-- Start of Excerpt to read --

Git: Contributing to a git project using a pull request

With so many critical projects available in public git repositories like github, it is important to be able to contribute back additional functionality, tests, and documentation to the original project.  While most projects do not allow a direct commit, contributions can be made by submitting a pull request to original repository.

Often times, repositories are simply forked and then commits made on that local fork without ever being committed back.  This is a “lose-lose” on both sides because that bug fix or enhancement will never be integrated back into the main project, and on the other side that person who took the time to contribute has now locked their contribution into a specific moment in time – to a specific version of the main repository that they now have to maintain themselves in perpetuity.

The “win-win” scenario is that the user created a fork of the main project, and then submits that back as a pull request to the main project for approval.  This means that the entire user base will receive this enhancement, and the contributor can move on with to other projects knowing that their change is now maintained in the original repository.

-- End of Excerpt to read --
-- Start of Provided data --

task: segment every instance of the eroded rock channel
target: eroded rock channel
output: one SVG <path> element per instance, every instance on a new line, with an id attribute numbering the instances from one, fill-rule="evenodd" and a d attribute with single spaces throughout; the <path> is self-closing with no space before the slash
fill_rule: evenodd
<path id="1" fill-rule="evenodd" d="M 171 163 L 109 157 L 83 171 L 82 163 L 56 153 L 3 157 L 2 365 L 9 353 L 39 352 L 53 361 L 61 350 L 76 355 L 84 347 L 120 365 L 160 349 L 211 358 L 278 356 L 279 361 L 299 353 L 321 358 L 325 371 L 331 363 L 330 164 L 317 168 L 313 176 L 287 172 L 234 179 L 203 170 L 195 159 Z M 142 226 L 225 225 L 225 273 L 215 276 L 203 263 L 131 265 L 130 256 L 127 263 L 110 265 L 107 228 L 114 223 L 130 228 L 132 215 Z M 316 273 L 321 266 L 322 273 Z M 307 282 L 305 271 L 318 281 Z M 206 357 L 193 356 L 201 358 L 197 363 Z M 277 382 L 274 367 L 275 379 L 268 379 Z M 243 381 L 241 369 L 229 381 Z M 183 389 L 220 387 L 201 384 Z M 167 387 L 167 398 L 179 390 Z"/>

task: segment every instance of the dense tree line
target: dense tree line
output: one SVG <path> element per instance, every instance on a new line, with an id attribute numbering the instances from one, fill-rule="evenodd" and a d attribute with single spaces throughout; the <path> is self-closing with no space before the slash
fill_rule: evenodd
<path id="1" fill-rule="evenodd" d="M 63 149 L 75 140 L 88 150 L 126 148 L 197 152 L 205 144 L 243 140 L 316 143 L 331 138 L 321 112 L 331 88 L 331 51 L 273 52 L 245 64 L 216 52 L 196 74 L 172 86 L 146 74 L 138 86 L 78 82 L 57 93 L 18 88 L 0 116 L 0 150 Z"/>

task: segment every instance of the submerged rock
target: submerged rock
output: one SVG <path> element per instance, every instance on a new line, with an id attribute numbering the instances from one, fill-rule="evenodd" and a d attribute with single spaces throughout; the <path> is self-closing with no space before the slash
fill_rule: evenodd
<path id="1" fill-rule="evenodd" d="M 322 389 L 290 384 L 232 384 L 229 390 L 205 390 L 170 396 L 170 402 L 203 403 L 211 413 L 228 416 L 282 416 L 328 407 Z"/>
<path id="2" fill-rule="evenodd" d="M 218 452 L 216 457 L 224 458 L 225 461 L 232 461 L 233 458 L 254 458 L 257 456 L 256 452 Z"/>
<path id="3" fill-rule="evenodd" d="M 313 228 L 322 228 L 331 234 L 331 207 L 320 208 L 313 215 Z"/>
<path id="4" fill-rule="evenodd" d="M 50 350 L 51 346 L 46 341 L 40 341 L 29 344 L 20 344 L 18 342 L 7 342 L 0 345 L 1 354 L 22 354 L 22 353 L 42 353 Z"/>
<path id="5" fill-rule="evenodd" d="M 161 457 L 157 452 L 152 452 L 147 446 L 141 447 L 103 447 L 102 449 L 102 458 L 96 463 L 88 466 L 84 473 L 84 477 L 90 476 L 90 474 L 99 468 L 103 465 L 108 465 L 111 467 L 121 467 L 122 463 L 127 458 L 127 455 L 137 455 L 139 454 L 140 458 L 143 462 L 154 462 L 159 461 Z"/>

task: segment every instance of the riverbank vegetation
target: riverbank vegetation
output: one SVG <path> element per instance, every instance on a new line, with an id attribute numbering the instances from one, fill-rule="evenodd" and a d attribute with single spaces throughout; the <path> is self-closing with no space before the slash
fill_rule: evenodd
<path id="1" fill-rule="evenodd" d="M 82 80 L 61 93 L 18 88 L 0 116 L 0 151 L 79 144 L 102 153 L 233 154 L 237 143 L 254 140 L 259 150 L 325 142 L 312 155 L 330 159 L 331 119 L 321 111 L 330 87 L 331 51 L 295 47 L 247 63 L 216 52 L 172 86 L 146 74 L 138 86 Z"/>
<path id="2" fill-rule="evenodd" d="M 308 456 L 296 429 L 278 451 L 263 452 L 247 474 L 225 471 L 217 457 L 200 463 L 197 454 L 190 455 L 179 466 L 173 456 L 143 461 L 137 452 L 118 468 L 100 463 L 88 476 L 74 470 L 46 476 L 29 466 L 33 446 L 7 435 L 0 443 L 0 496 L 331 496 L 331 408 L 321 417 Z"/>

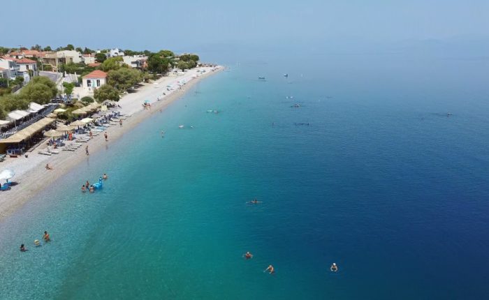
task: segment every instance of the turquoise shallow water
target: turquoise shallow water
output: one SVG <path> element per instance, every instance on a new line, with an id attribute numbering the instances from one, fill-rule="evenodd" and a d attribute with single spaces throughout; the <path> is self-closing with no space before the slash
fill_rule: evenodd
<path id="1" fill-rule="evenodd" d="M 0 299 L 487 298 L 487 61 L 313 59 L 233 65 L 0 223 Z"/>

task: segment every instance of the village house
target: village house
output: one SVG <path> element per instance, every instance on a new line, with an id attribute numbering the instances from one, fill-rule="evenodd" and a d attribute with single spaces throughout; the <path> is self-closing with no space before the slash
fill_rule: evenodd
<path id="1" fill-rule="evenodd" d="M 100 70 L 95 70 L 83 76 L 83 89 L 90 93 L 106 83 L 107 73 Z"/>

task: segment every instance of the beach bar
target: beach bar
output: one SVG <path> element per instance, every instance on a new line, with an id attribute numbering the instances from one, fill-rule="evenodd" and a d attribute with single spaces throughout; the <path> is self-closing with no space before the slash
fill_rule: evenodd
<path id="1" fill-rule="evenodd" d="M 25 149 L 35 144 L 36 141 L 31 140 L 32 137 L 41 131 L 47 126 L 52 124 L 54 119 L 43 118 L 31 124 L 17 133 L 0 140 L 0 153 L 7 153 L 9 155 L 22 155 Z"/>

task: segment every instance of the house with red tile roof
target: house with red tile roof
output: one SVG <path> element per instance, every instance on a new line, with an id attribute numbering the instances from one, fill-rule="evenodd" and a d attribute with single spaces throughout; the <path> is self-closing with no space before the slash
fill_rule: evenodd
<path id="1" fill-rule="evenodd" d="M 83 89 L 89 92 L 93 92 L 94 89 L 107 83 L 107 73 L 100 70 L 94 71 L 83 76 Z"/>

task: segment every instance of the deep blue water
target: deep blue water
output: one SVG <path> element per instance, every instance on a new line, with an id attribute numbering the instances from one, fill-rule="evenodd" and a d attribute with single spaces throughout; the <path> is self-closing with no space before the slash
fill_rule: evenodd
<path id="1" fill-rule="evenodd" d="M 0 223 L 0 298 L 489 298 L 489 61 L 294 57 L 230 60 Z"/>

-- End of Provided data --

### Required task:
Please answer from the pull request article above: when a project does not allow a direct commit, how can contributions be made?

### Answer to this task:
By submitting a pull request to the original repository.